### Data rows

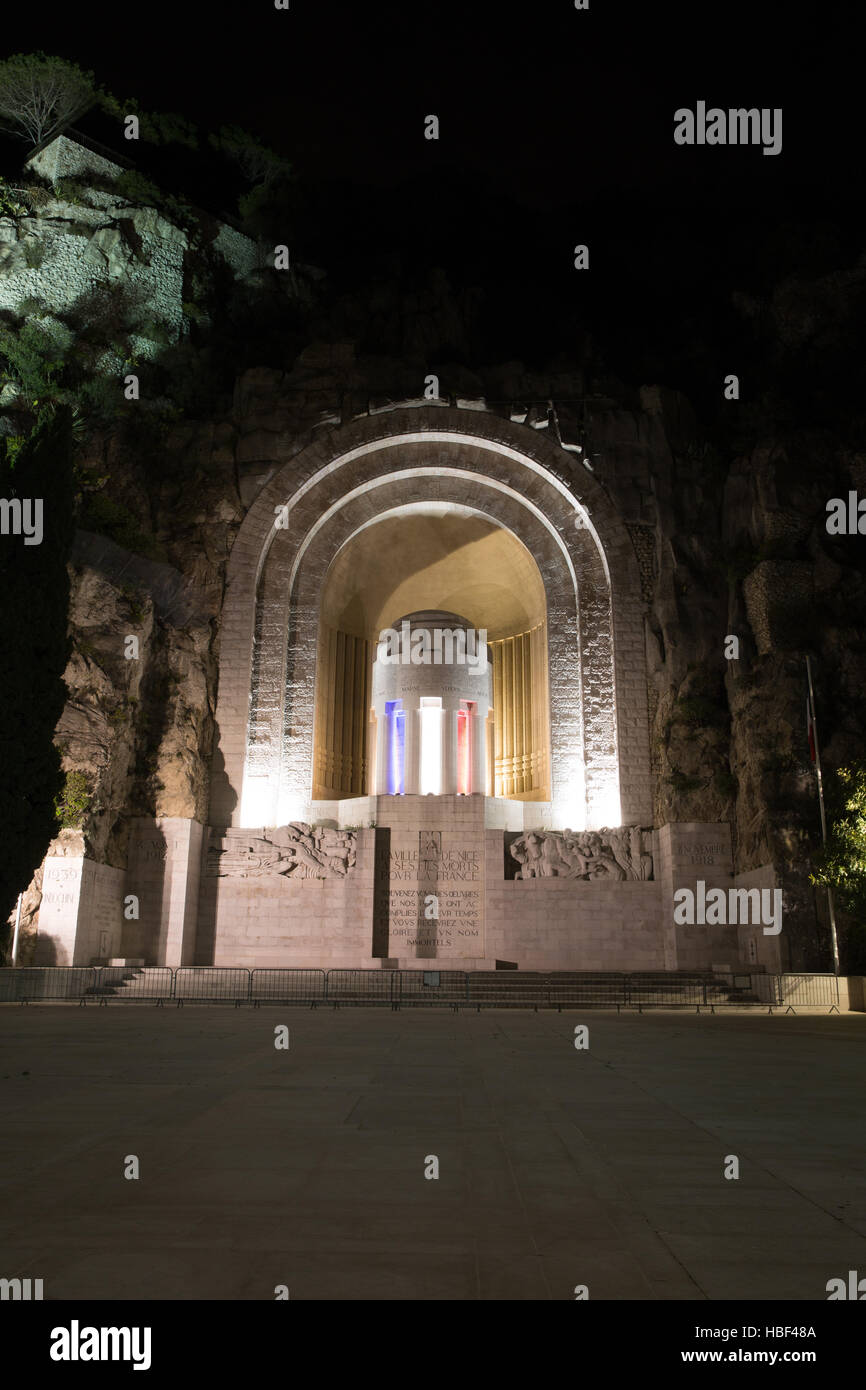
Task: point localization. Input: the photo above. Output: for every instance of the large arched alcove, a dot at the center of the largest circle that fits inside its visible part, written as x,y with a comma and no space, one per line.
353,478
442,556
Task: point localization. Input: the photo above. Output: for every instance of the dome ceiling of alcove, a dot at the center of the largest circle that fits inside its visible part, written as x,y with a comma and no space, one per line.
434,556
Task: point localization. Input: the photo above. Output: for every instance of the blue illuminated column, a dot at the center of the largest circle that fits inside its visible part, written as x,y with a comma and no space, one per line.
395,719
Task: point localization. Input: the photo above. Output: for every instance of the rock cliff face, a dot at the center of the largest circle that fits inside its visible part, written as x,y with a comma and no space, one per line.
730,540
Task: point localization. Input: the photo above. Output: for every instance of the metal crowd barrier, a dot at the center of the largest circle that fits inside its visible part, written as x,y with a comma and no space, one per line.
287,986
211,984
362,987
420,987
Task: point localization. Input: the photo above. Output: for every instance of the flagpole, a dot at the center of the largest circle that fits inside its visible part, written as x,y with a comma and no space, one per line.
820,798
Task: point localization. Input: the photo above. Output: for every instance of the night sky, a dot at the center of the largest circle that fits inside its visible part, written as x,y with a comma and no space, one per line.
556,128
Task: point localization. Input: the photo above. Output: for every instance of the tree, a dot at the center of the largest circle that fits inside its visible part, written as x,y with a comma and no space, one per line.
41,96
256,161
843,863
34,640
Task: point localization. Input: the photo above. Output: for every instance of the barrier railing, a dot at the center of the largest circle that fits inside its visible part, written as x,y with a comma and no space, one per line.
363,987
46,982
420,987
287,986
809,990
211,984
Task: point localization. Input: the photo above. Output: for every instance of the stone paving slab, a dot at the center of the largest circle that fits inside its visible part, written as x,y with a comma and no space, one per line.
306,1166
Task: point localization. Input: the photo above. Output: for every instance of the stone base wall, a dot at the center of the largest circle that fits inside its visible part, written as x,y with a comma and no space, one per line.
562,925
81,913
277,920
234,908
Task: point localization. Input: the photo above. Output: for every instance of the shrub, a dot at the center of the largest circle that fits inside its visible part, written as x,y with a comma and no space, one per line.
74,801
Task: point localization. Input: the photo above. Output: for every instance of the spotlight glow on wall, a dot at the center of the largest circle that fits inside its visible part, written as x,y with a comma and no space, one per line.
462,752
431,745
257,802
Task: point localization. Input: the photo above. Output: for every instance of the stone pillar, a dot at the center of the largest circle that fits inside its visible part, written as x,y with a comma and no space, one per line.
691,852
81,913
164,872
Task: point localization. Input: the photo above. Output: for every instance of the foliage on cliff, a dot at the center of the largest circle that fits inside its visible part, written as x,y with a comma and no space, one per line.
35,645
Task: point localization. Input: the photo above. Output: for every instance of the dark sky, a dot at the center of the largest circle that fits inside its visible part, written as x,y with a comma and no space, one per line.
537,97
556,128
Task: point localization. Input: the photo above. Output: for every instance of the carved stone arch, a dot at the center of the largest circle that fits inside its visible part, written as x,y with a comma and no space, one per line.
515,476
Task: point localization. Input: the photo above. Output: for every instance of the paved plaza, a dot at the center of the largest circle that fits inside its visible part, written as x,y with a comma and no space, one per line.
306,1166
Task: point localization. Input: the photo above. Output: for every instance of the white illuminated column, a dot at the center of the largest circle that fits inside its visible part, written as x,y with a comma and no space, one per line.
430,716
446,698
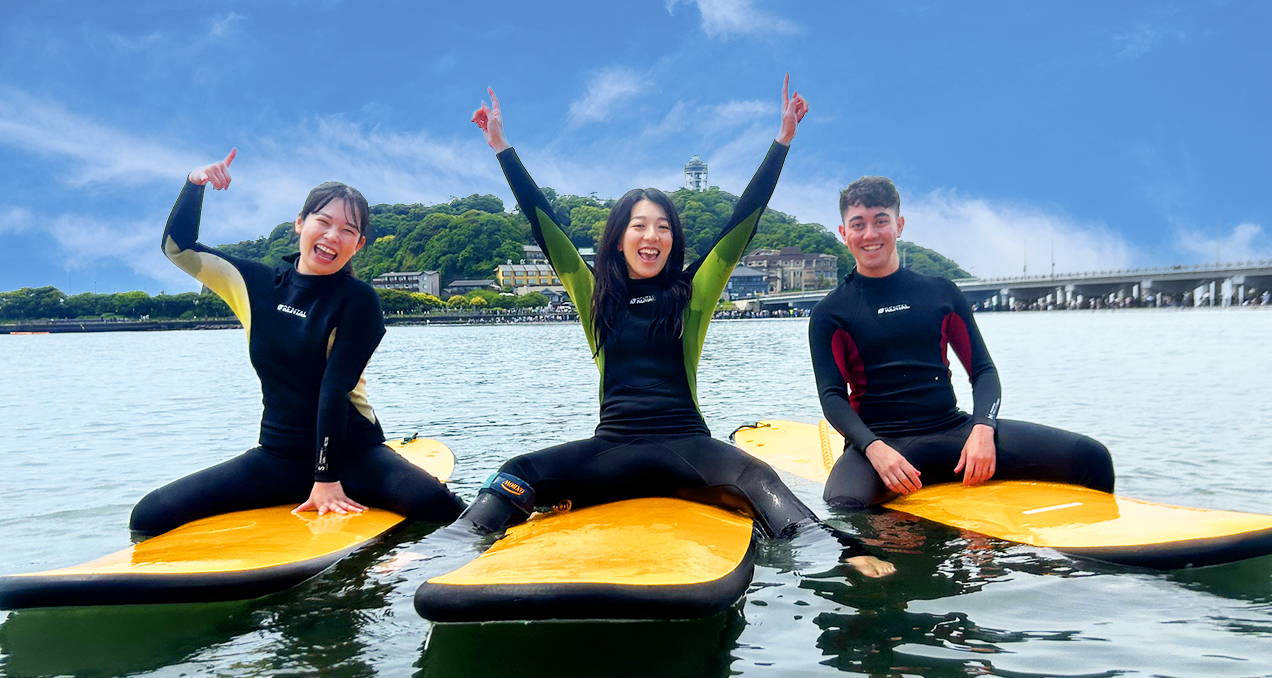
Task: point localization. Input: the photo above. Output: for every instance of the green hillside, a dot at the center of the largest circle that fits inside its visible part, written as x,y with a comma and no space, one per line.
467,238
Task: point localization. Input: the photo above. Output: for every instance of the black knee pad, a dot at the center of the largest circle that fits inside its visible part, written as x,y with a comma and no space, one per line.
1097,464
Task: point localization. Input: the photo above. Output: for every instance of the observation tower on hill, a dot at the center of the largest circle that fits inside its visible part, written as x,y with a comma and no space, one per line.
696,174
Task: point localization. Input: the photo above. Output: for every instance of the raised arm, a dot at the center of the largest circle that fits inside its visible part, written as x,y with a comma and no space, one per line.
224,275
575,274
711,272
836,365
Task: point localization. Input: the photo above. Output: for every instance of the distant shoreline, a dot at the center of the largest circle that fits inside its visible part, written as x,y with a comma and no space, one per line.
466,318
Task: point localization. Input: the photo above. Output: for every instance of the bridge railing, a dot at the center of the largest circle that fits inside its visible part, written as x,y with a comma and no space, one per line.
1242,266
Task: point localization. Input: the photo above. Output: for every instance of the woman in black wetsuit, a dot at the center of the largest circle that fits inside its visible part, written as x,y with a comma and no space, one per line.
645,316
312,327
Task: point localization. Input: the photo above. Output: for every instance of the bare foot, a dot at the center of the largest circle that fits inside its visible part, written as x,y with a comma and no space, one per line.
871,566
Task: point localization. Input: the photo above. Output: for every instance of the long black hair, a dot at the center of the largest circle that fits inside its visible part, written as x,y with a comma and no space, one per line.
609,295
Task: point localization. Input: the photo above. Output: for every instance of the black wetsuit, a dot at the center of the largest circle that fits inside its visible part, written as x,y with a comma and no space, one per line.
879,352
309,339
651,439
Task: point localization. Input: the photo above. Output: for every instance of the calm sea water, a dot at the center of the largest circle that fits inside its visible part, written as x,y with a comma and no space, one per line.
94,421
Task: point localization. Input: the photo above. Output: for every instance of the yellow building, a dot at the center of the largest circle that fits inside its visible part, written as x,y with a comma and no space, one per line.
519,275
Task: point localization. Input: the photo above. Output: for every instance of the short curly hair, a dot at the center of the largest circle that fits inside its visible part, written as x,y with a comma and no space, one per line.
870,192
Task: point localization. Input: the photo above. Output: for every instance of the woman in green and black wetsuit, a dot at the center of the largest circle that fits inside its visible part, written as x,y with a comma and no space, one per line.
312,327
645,316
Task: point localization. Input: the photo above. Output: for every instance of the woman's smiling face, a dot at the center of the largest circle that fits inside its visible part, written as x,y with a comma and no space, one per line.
648,241
328,238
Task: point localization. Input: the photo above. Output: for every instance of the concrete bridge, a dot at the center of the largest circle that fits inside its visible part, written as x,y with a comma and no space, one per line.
1139,286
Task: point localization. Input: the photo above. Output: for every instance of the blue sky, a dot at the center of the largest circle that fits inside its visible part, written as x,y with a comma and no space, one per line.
1127,134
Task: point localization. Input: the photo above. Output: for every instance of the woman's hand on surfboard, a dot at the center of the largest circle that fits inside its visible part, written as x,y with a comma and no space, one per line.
794,107
491,122
871,566
216,173
893,470
330,498
978,457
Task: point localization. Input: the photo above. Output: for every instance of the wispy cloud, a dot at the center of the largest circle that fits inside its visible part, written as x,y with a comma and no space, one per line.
14,220
1144,40
1245,242
709,118
607,90
994,239
221,27
271,178
725,19
96,153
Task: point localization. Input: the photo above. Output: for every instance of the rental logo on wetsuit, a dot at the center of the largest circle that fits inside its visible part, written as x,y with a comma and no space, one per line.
293,311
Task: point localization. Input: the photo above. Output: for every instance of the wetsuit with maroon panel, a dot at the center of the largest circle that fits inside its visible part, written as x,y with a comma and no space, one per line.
880,354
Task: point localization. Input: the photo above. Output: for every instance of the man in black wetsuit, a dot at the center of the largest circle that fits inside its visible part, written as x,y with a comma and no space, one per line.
879,352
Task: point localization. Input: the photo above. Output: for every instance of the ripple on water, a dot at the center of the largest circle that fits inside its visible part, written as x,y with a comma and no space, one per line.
98,420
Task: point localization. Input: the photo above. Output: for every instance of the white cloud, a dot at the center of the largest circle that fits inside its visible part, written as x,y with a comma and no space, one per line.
725,19
1245,242
607,90
1144,41
992,239
98,154
221,27
712,118
14,220
271,178
738,112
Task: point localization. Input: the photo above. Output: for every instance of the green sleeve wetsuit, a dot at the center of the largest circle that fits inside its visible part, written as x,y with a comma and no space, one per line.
651,439
309,340
648,380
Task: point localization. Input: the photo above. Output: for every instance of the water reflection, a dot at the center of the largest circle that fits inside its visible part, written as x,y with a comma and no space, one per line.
562,649
879,632
116,640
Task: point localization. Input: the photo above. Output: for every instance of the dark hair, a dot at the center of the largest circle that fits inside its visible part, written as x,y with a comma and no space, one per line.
355,207
870,192
609,295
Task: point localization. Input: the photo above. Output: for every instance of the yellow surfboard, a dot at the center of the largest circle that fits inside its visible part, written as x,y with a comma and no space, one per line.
1067,518
224,557
640,559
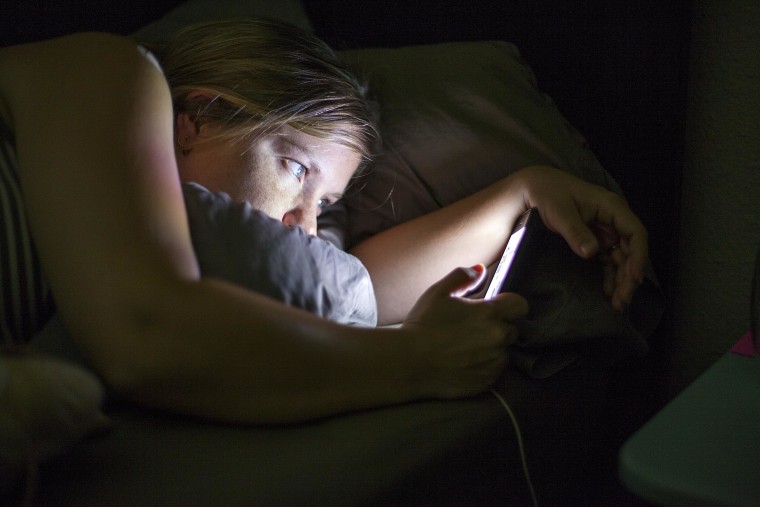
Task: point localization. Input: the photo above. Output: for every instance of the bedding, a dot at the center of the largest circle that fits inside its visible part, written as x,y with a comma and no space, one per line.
489,119
244,246
457,117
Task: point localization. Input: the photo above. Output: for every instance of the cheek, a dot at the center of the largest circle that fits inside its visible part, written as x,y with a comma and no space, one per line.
270,192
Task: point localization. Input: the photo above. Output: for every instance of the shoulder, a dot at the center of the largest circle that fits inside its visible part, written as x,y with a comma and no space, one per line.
81,61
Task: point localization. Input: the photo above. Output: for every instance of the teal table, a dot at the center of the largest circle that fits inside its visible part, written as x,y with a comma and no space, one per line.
703,448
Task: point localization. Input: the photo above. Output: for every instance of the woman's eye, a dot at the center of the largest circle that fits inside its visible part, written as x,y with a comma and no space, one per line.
297,169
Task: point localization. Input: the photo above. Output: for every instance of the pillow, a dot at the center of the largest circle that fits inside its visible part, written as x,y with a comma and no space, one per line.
244,246
195,11
457,117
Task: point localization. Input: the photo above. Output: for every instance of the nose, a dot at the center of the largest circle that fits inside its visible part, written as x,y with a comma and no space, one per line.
306,220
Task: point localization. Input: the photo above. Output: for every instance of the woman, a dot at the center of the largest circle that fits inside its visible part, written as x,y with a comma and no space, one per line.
100,157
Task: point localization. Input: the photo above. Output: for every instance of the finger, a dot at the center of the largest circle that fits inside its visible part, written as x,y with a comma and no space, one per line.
568,223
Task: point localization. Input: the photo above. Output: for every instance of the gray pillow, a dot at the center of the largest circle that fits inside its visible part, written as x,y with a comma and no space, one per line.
241,245
457,117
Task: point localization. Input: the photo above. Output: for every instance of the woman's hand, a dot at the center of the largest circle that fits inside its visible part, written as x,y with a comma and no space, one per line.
594,221
461,344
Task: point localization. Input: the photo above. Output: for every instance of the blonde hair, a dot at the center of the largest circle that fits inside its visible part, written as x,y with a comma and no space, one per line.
256,76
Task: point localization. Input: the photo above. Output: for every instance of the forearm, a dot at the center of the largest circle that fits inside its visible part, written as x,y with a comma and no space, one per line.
405,260
219,352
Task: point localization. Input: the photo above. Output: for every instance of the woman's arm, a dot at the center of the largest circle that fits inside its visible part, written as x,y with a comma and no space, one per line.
405,259
93,124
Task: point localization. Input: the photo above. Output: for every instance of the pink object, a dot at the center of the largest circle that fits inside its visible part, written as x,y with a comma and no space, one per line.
744,346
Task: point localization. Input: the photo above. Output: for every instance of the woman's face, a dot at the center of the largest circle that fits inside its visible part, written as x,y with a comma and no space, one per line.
290,176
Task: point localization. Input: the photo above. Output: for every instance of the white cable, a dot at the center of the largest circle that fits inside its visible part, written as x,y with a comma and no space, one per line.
519,445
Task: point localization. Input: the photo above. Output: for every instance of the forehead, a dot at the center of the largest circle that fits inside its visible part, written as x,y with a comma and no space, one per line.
319,155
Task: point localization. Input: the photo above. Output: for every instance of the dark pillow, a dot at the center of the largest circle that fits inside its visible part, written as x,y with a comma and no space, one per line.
457,117
246,247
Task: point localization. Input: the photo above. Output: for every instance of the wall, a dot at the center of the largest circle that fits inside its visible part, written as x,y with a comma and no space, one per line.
720,218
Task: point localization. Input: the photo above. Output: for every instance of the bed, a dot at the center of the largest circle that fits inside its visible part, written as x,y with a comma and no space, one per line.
468,94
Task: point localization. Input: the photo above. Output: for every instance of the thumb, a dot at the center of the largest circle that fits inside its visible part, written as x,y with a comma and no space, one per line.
461,281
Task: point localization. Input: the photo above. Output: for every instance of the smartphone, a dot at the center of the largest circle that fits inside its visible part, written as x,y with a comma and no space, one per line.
525,243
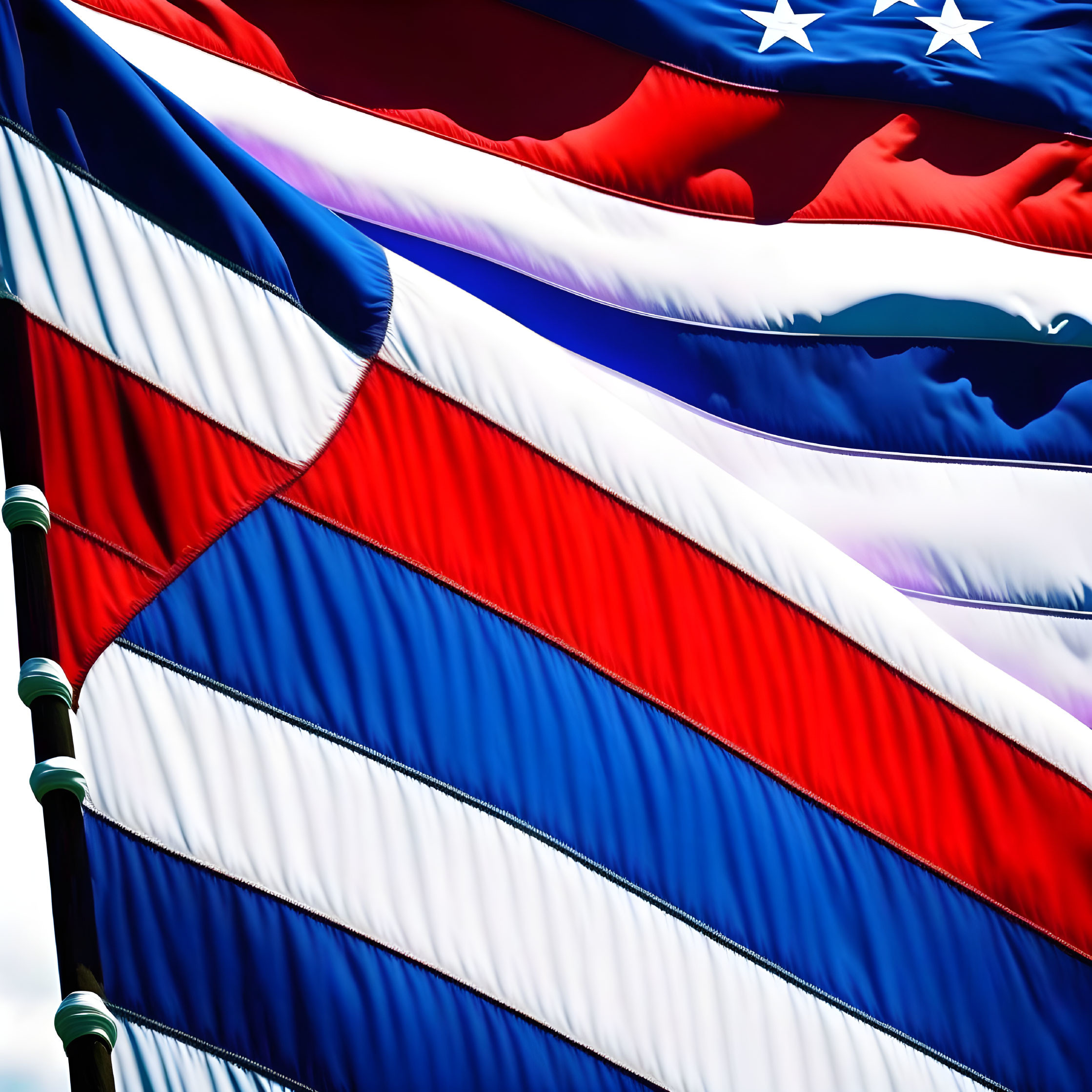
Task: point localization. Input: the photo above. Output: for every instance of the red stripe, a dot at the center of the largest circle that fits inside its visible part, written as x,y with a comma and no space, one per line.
208,24
432,482
140,485
98,591
569,104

### What the task requires
Beginning with the line with "the thumb, a", repeat the entries above exactly, up to and including the last line, leaving out pictures.

### Written solution
Task: point localization. Input: the photo above. Output: for every instance of the thumb, a dot at the center of the largest circle that fits inside its visible part, written as x,y with a comma and no space, one per line.
461,281
Task: point localization. Input: the photo above. Output: for every instance of the smartphone, a dot at the center of the largest circle that fits inside its visible part, written as x,y with a comma and no space, one per line.
525,243
Task: point localization. Input: the photo above. Output: for every instance of the red stripe, a dot at the center of the largest circle that fits inside its visible part, written as x,y with a comma and no space, one per line.
208,24
432,482
140,485
98,591
569,104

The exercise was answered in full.